ДЕТАЛИ ЗАДАНИЯ: Воспроизведите все записи ниже строка за строкой, ничего в них не меняя.

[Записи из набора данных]
═══

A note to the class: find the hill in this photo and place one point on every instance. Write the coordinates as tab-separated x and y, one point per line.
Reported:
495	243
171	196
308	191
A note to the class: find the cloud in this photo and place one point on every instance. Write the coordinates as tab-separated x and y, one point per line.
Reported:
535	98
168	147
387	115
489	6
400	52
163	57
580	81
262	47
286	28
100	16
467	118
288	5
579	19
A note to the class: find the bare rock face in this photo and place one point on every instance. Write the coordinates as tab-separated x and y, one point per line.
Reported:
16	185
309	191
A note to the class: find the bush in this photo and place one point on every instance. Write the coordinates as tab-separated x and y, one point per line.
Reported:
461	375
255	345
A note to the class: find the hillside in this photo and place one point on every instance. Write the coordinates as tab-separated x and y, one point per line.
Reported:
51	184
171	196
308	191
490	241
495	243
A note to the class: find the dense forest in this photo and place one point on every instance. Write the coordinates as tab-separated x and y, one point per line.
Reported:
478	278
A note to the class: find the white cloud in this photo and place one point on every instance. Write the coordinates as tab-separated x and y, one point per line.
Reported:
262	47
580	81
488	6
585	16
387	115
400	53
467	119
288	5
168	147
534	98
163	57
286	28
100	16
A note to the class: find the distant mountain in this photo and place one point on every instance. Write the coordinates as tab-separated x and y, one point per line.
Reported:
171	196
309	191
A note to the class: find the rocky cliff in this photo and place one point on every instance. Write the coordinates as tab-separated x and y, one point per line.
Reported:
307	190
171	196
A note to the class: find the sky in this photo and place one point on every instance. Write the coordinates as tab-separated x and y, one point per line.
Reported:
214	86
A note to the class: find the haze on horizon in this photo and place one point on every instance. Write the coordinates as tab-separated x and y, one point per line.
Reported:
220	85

═══

ПИСЬМЕННЫЙ ОТВЕТ:
A note to the class: find the hill in this photo and place one point on every instance. Write the coordinates as tab-separated x and y, one point per line.
Reported:
495	243
171	196
308	191
A note to the class: find the cloud in this photo and place one point on every instance. Write the coordinates as tab-separated x and y, one point per line.
Reported:
535	98
168	147
387	115
489	6
400	52
163	57
580	81
262	47
286	28
100	16
467	118
288	5
579	19
A note to the class: find the bare rock face in this photo and place one point on every instance. Write the coordinates as tab-separated x and y, one point per line.
Reported:
16	185
309	191
A note to the class: find the bush in this photo and place one point on every instance. Write the coordinates as tab-separated x and y, one point per line.
Reported:
461	375
255	345
A note to the class: find the hillside in this photo and place one point on every instance. Write the coordinates as tab-separated x and y, one point per line.
Reported:
51	184
171	196
308	191
490	241
495	243
A note to the class: find the dense forest in this photo and place one point on every instance. Write the coordinates as tab-separated x and y, one point per line.
Reported:
478	278
A note to the class: find the white cloud in this photo and place one point on every instance. Write the coordinates as tab-separated x and y, one point per line.
Reported:
262	47
580	81
488	6
585	16
387	115
400	53
467	119
288	5
168	147
534	98
163	57
286	28
100	16
A note to the class: find the distant mountain in this photo and place one point on every instance. Write the coordinates as tab-separated x and y, one point per line.
Reported:
171	196
309	191
A note to the class: find the rocky cliff in this photo and place one point on every instance. Write the coordinates as tab-separated x and y, one point per line.
Reported:
307	190
171	196
A note to the class: find the sky in this photo and place one point on every instance. Write the coordinates as tab-separated x and y, one point per line.
Reported:
214	86
A note to the class: find the haze on horizon in this photo and place one point on every instance. Write the coordinates as tab-separated x and y, one point per line.
Reported:
220	85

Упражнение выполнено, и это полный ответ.